**THE TASK:**
Output the full listing word for word.

**DATA TO USE:**
=-=-=-=-=

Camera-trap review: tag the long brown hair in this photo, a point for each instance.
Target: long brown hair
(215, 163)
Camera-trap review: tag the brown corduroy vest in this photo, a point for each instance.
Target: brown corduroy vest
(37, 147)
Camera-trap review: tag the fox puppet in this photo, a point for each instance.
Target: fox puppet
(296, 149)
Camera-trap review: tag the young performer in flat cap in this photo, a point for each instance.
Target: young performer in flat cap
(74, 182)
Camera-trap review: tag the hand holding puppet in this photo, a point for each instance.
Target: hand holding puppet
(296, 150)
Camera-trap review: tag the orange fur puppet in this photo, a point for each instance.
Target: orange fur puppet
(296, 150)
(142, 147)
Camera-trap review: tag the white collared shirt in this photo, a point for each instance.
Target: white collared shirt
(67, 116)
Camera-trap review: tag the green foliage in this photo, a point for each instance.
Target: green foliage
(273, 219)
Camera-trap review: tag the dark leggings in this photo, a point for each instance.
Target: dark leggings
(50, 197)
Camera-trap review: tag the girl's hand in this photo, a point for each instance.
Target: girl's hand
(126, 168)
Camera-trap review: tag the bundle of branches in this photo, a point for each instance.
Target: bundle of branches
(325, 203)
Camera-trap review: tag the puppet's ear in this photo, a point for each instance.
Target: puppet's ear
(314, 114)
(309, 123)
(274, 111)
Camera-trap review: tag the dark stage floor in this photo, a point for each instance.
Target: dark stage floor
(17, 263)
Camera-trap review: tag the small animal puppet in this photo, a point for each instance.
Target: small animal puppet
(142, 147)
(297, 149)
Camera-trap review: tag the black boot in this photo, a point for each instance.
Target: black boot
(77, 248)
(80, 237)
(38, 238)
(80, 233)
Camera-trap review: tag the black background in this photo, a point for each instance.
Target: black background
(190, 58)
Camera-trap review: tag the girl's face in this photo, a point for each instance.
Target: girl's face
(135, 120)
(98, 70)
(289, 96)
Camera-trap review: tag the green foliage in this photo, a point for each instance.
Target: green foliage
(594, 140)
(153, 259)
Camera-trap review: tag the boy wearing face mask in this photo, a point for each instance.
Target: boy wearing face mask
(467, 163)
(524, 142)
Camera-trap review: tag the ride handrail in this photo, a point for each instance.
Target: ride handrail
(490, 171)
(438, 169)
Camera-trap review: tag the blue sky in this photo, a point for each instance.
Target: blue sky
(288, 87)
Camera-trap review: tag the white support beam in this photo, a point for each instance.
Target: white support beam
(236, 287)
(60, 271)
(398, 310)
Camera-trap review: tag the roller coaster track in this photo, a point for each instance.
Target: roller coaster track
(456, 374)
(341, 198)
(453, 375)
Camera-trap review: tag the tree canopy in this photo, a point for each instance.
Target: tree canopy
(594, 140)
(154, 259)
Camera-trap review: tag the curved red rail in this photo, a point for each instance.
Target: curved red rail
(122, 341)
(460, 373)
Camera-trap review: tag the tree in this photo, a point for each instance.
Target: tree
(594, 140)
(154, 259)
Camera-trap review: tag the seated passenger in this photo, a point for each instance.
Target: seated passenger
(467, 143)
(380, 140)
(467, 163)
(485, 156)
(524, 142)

=-=-=-=-=

**RESPONSE FOR THIS EXERCISE:**
Camera-trap review: tag the long brown hair in this photo, a point for each instance.
Target: long brown hair
(215, 163)
Camera-trap review: tag the brown corduroy vest in this photo, a point for each instance.
Target: brown corduroy vest
(37, 147)
Camera-trap review: tag the fox puppet in this photo, a point for each instance.
Target: fox puppet
(296, 149)
Camera-trap review: tag the young performer in flat cap in this photo, a point for each instance.
Target: young performer in flat cap
(74, 182)
Camera-trap review: tag the hand holding puppet in this photo, a point for each instance.
Target: hand holding puppet
(296, 150)
Camera-trap review: tag the orange fur puppet in this photo, a point for each instance.
Target: orange fur puppet
(296, 150)
(142, 147)
Camera-trap review: tag the white collared shirt in this photo, a point for each instance.
Target: white collared shirt
(67, 116)
Camera-trap review: tag the green foliage in this photo, a point for each instance.
Target: green foliage
(273, 219)
Camera-trap review: tag the dark leggings in this photo, a point for each instance.
Target: dark leggings
(50, 197)
Camera-trap review: tag the girl's hand in this photo, a point for each instance.
Target: girl's hand
(126, 168)
Camera-trap review: tag the bundle of branches in this photo, a point for each instance.
Target: bundle of branches
(325, 203)
Camera-trap review: tag the puppet's ear in this photo, a point for each instance.
Target: puppet's ear
(314, 114)
(309, 123)
(274, 111)
Camera-trap review: tag the dark stage floor in this photo, a point for each instance.
Target: dark stage floor
(17, 263)
Camera-trap review: tag the small animal puppet in this photo, a point for each instance.
Target: small animal puppet
(142, 147)
(297, 149)
Camera-trap review: tag the black boot in this photo, a point for each instance.
Target: black boot
(77, 248)
(80, 237)
(38, 238)
(80, 233)
Camera-trap review: tag the black background in this photo, a point for each instance.
Target: black background
(190, 58)
Camera-trap review: tag the girl's face in this photo, a point for each instance.
Target: girl's face
(135, 120)
(98, 70)
(289, 96)
Camera-trap review: tag the green foliage in this photo, a point for each instance.
Target: green foliage
(594, 140)
(153, 259)
Camera-trap review: tag the boy wearing face mask in this photo, a point for each instance.
Target: boy wearing face mask
(467, 163)
(524, 142)
Camera-trap review: tag the ride handrail in this photo, a point for each instance.
Target: ride handrail
(490, 171)
(438, 169)
Camera-trap review: tag the blue sky in this photo, a point for each instance.
Target: blue sky
(288, 87)
Camera-trap review: tag the white support beam in this photo, a point for each instance.
Target: white support beam
(236, 287)
(60, 271)
(398, 310)
Camera-trap review: tag the roller coaster track in this photo, a point for each instance.
Target: roller coaster track
(456, 374)
(341, 198)
(453, 375)
Camera-trap review: tag the tree canopy in this photo, a point for each instance.
Target: tree canopy
(594, 140)
(154, 259)
Camera-trap review: tag the curved red rail in this photo, a point for each instance.
Target: curved red rail
(122, 341)
(460, 373)
Camera-trap review: tag the tree in this photo, a point for each instance.
Target: tree
(594, 140)
(154, 259)
Camera-trap review: tag the seated passenger in this photo, a point for each instance.
Target: seated passenger
(467, 143)
(380, 140)
(467, 163)
(485, 156)
(524, 142)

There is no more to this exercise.